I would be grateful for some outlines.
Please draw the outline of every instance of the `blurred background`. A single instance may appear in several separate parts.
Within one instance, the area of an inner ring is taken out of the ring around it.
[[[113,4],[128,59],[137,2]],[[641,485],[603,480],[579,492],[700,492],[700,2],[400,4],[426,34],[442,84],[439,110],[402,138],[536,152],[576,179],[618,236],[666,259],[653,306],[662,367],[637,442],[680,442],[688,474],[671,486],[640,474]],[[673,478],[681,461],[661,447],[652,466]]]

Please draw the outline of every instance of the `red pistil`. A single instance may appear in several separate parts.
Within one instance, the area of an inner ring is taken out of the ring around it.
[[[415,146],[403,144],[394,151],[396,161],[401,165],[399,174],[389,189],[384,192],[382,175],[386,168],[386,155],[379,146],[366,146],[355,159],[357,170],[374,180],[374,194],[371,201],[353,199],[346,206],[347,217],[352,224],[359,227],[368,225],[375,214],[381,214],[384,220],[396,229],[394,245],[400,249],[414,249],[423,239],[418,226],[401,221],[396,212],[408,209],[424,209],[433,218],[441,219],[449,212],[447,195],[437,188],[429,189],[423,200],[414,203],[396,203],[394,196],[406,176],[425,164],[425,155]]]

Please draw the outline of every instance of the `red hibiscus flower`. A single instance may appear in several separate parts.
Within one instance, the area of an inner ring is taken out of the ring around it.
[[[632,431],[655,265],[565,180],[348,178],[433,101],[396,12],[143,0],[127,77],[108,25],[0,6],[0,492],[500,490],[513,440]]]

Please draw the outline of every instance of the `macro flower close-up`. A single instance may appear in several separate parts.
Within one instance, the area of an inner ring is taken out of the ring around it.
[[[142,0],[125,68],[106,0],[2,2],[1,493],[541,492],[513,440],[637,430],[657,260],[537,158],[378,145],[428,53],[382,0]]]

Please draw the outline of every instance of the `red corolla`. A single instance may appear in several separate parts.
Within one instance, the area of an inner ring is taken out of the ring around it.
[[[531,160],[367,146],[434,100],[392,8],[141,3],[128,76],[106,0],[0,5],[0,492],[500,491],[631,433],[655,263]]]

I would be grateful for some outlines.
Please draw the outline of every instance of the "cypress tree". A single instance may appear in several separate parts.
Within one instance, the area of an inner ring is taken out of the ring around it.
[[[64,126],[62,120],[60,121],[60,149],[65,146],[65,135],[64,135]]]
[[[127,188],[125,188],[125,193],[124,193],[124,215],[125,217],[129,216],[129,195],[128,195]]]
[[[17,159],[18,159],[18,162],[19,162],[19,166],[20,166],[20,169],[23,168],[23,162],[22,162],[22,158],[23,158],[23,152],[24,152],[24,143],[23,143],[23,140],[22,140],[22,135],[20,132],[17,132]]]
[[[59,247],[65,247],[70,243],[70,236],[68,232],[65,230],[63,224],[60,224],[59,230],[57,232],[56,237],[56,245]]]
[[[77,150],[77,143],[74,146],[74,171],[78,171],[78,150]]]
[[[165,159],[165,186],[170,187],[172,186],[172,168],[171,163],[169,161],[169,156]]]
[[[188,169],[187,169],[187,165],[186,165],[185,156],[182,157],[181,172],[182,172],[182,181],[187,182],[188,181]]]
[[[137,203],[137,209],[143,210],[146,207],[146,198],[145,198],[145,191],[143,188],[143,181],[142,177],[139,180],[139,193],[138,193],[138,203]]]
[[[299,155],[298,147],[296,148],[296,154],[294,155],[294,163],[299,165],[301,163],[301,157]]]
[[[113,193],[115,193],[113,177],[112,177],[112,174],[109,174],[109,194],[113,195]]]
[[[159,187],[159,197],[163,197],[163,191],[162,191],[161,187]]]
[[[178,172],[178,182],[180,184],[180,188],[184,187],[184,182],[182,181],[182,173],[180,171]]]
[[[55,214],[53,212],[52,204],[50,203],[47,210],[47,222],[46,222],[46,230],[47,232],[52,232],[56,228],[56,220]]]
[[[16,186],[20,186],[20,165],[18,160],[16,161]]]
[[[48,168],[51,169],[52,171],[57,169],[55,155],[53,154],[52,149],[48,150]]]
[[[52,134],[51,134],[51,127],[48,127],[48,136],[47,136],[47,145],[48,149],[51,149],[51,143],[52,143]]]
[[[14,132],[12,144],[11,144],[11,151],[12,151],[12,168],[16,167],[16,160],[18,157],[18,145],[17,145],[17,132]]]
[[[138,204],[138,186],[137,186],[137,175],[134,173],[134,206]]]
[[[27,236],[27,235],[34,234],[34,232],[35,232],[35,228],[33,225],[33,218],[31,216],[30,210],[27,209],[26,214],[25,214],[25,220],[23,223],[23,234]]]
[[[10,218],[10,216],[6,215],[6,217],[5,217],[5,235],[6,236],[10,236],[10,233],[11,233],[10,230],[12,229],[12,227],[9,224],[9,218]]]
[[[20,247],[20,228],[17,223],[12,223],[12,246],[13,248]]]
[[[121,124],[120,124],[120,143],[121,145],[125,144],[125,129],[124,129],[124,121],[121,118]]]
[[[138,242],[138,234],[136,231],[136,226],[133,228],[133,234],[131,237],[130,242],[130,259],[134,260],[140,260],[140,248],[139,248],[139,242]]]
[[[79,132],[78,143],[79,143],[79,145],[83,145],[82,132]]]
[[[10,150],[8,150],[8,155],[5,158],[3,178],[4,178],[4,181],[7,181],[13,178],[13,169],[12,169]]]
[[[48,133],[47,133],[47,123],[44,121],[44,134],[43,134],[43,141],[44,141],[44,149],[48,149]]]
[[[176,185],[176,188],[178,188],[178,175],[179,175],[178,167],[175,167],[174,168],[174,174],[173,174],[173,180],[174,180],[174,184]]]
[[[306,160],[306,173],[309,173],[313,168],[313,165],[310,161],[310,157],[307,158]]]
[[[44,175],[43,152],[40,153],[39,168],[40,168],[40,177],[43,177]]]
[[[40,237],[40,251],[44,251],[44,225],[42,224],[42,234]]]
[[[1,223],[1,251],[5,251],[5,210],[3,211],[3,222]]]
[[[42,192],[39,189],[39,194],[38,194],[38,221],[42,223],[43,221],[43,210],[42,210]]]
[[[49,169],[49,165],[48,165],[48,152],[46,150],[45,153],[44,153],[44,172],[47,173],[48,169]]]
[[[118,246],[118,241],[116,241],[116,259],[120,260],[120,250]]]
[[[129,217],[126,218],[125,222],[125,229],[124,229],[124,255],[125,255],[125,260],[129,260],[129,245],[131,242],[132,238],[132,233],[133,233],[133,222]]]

____________________

[TASK OBJECTIVE]: Find and copy each line above holding "draw".

[SOLUTION TO THE EXERCISE]:
Please draw the outline of every instance of the `blurred background`. A single instance may appear in several separate parts.
Please draw the outline of every instance of the `red pistil`. A single instance may appear in several separate parts.
Please draw the outline of every instance of the `red hibiscus flower`. A single instance may appear in several separate parts.
Please draw the outline of every instance of the `macro flower close-up`. A single instance may appear in several separate parts.
Please draw the outline of every instance of the `red corolla`. A single instance may appear in several separate parts.
Please draw the outline of every instance of the "cypress tree". A single instance may appear in several separate parts.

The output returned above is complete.